REQUIRED TASK: Pick out each line of the listing that contains the string "tree", matching case exactly, and copy every such line in full.

━━ INPUT ROWS

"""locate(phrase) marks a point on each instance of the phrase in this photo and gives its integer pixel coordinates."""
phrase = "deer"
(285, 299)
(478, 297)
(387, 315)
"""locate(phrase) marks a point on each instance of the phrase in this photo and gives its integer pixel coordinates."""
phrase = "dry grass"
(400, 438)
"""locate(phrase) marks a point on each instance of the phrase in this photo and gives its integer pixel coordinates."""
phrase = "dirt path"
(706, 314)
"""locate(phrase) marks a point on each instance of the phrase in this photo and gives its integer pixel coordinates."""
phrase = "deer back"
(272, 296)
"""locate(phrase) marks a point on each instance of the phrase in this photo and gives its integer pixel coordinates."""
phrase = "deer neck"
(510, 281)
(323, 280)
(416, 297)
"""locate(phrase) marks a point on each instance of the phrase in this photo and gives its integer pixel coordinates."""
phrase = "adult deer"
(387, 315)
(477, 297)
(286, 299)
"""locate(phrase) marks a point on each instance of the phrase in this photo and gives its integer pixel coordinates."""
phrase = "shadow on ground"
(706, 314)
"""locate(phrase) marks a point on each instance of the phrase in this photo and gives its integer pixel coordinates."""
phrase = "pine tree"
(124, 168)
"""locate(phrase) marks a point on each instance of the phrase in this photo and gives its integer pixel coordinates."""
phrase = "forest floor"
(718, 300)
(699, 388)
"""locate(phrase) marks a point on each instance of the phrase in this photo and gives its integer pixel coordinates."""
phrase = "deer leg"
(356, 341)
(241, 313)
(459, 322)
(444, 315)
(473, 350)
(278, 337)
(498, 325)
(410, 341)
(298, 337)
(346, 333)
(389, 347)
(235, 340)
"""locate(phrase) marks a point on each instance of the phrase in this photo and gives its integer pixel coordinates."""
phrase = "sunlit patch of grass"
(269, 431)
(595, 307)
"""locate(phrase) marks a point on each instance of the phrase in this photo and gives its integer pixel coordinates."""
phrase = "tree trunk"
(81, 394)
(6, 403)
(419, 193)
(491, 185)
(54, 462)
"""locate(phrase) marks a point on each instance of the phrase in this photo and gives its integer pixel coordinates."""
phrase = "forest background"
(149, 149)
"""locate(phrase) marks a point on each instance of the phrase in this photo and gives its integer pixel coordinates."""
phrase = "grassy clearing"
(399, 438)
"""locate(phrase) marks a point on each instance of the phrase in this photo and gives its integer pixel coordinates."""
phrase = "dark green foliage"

━━━━
━━ INPUT ROWS

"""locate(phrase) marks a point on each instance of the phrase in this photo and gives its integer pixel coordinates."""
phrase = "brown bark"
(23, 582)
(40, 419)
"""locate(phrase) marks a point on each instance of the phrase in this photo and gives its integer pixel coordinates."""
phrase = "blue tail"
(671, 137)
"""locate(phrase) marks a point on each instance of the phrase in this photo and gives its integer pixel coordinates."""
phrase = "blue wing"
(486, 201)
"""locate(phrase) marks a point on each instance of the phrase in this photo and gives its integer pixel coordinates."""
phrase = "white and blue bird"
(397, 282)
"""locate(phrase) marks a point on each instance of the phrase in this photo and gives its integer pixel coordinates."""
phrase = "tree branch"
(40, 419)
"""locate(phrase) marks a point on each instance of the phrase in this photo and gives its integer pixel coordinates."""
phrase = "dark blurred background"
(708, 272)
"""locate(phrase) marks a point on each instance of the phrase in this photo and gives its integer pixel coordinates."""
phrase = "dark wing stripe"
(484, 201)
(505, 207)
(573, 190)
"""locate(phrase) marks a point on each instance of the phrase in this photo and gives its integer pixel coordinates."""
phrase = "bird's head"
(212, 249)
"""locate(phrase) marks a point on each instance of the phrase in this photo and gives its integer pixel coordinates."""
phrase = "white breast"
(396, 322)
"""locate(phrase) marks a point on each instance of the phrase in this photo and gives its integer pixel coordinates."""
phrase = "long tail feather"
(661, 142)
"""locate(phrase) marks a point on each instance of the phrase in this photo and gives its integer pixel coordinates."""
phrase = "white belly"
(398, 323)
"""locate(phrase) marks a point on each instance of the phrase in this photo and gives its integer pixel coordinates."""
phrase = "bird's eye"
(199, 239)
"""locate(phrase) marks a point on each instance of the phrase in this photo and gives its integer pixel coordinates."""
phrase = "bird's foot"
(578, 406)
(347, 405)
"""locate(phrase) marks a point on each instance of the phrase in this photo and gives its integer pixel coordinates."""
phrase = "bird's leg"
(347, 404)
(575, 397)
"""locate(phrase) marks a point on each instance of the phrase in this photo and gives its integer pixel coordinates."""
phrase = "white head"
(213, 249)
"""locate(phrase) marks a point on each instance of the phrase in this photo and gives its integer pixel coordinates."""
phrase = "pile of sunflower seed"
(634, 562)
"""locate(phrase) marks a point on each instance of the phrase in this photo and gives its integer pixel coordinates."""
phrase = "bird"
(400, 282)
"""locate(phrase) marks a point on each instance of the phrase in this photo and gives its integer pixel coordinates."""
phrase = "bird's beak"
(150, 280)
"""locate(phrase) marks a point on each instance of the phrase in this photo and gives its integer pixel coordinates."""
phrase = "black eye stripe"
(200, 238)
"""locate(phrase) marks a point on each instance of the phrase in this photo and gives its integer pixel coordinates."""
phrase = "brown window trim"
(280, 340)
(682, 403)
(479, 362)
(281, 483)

━━━━
━━ INPUT ROWS

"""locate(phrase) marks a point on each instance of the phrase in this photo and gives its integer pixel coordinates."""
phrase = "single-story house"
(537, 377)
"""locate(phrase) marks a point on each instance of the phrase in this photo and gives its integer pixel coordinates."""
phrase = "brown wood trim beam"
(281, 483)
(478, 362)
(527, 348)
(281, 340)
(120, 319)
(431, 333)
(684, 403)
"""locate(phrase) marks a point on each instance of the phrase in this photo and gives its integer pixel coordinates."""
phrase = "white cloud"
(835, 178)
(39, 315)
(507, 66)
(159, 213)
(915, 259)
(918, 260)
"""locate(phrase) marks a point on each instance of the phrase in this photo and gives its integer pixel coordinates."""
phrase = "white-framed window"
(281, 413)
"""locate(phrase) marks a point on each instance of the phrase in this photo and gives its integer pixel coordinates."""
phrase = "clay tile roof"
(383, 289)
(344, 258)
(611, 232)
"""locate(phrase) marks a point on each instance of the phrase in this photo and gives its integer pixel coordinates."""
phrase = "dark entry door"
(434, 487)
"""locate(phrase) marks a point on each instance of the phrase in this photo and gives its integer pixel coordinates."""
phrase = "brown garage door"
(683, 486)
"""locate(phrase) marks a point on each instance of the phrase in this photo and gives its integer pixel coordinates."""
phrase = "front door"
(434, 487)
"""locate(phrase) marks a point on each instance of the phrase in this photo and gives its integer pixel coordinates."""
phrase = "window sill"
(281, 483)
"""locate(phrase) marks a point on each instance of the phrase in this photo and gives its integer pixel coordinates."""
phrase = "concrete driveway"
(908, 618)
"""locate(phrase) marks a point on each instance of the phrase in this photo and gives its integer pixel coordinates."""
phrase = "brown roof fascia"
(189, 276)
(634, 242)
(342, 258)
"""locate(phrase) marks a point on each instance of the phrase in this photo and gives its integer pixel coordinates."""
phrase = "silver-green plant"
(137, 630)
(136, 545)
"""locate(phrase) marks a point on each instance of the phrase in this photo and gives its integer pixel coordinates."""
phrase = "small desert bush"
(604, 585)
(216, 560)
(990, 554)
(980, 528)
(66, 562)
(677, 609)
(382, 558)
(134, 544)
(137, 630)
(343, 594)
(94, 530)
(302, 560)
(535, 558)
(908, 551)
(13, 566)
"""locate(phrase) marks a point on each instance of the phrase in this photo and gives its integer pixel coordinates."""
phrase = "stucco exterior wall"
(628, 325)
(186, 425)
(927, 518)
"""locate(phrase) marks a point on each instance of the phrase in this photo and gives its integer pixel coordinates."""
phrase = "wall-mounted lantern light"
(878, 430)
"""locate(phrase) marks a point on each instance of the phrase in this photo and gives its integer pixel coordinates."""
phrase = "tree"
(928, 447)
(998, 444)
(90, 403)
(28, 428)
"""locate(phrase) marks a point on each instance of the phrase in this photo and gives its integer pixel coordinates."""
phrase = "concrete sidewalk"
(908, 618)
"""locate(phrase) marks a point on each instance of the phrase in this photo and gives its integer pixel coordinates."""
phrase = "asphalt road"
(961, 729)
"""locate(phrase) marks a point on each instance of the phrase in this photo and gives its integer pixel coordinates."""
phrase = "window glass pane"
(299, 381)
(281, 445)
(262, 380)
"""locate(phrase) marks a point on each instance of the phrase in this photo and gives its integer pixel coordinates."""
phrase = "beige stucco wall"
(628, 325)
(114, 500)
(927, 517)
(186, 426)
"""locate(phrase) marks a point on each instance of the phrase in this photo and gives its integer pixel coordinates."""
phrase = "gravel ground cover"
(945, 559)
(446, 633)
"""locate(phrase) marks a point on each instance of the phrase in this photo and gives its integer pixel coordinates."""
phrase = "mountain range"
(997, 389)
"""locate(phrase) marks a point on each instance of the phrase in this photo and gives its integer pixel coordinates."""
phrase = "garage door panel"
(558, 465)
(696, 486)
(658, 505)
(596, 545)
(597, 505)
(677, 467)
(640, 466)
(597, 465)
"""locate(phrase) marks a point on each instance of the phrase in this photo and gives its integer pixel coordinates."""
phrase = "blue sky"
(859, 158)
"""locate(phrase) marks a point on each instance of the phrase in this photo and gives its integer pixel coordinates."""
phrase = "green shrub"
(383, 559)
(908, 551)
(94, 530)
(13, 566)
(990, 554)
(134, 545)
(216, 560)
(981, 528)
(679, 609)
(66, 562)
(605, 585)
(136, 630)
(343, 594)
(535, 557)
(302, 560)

━━━━

SOLUTION TO THIS EXERCISE:
phrase = "pine tree"
phrase = "tree trunk"
phrase = "tree branch"
phrase = "tree"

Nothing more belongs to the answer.